• _PAGE TEXT_:
Then those IT departments should be blackballed from the industry, because the nature of that invasive surveillance is WILDLY insecure.
Will they not have licenses with all of this shit stripped out? Maybe another way to force ITs to pay for proper licensing and stuff too 🧐
Perhaps, but at this point, the only ones who actually know the endgame strategy are product people at MS, and they’re almost certainly bound by NDAs on that topic.
There is a huge corporate insensitive that everyone is not realizing here. By screen recording + OCR, there is a possibility to start using this data to replace some labor intensive, but simple tasks of operating a business. If you can create RPA+ML+LLM that can rerun repetitive tasks, you have holy grail on your hands. I think this is one of the big reason why M$ is pushing this.
I assume to be down voted to oblivion, but I do business automation and integration for living, and at the same time I am scared and excited.
I was thinking about this, but I don’t know what the plan us for annotating new flows with descriptions of the actions. There’s no point in learning how to send an email or open a webpage, that’s already easy. The value is in a database of uncommon interactions, but it’s only valuable if there is a description to train on.
Automation suites exist and they are very much tuned to the individual apps. It seems giving ML an OCR readout of a page is not enough for it to know what it should do (accurately). We have had a training set for “booking flights on a browser” for about 6 years now and no one has figured out how to have it disrupt automated testing: https://miniwob.farama.org/
Lmao do you have any idea how quickly that’s going to go off the rails? They’re going to get into a hallucination feedback loop, which will destroy the integrity of their systems and processes, and they’ll richly deserve it.

• _SOURCE MATERIAL_:

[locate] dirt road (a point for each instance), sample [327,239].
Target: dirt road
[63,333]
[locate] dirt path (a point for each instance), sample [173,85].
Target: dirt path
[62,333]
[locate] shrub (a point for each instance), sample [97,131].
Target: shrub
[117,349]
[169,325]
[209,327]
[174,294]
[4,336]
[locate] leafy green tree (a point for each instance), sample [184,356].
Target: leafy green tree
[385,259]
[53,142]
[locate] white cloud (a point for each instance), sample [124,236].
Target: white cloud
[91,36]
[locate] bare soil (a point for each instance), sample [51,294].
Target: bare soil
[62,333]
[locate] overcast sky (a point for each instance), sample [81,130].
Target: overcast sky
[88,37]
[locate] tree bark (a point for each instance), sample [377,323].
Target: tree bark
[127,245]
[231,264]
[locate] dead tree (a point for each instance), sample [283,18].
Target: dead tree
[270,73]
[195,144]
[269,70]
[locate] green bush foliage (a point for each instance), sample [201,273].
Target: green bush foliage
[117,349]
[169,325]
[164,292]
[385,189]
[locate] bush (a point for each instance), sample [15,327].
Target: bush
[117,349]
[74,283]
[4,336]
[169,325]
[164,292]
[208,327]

• _ACTIVITIES_:
(a) Repeat the part of the comment thread starting at "Will they not" and ending at "scared and excited.".
(b) In the comment thread, for about how long has there been a training set for "booking flights on a browser"?
The material above is separate from the comment thread.

• _RESULTS BY TASK_:
(a)
Will they not have licenses with all of this shit stripped out? Maybe another way to force ITs to pay for proper licensing and stuff too 🧐
Perhaps, but at this point, the only ones who actually know the endgame strategy are product people at MS, and they’re almost certainly bound by NDAs on that topic.
There is a huge corporate insensitive that everyone is not realizing here. By screen recording + OCR, there is a possibility to start using this data to replace some labor intensive, but simple tasks of operating a business. If you can create RPA+ML+LLM that can rerun repetitive tasks, you have holy grail on your hands. I think this is one of the big reason why M$ is pushing this.
I assume to be down voted to oblivion, but I do business automation and integration for living, and at the same time I am scared and excited.

(b) About 6 years.